### Exercise
Find the line that contains "target: <item>overcast sky</item>". Output it and every line after it to the end of the records, exactly as they appear.

### Input data
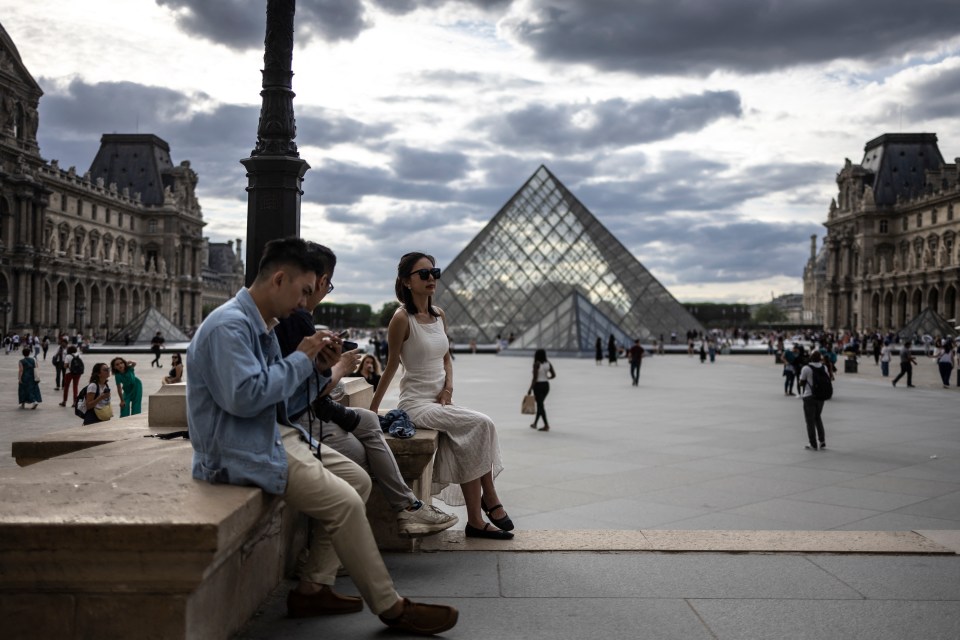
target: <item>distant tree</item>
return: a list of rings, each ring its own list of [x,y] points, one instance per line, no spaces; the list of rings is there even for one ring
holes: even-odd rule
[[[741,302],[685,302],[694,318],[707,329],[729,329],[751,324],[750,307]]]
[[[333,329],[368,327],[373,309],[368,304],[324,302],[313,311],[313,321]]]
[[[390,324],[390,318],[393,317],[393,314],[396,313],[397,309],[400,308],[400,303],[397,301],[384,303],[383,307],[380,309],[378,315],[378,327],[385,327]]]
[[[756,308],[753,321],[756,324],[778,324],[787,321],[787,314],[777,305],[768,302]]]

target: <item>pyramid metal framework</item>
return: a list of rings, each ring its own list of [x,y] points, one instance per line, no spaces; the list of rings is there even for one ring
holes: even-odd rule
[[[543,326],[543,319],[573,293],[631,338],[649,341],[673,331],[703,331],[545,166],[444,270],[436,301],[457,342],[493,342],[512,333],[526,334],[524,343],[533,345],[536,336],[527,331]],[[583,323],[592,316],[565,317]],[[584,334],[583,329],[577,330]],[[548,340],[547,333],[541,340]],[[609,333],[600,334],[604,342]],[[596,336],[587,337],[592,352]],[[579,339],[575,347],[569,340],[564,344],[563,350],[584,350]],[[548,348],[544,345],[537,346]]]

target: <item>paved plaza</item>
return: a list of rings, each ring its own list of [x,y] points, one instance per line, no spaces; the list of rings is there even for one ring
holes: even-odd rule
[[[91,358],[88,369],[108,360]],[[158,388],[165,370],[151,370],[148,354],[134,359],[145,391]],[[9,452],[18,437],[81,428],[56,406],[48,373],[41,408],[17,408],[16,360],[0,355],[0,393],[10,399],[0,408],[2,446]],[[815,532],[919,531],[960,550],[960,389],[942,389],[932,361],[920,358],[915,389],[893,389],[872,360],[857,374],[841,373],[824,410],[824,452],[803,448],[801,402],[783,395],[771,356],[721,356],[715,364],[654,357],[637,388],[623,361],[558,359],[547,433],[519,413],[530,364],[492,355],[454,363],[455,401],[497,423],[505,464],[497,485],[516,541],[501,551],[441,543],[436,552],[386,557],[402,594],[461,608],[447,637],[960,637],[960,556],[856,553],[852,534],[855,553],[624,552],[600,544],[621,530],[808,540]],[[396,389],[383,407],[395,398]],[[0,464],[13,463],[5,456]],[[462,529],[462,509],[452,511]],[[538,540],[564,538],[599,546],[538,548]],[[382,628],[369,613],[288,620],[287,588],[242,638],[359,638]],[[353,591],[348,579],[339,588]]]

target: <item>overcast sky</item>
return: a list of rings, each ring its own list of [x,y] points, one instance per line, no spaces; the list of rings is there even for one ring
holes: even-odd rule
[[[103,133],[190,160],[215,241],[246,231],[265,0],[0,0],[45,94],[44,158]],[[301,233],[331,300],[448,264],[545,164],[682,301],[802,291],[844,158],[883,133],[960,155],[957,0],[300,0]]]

### Your response
target: <item>overcast sky</item>
return: a list of rings, each ring its own list of [x,y] points, one instance per line, no spaces; the list of rings is there even for one ring
holes: even-odd rule
[[[103,133],[190,160],[215,241],[246,231],[265,0],[0,0],[45,94],[44,158]],[[301,233],[331,300],[448,264],[545,164],[682,301],[802,291],[844,158],[883,133],[960,155],[957,0],[300,0]]]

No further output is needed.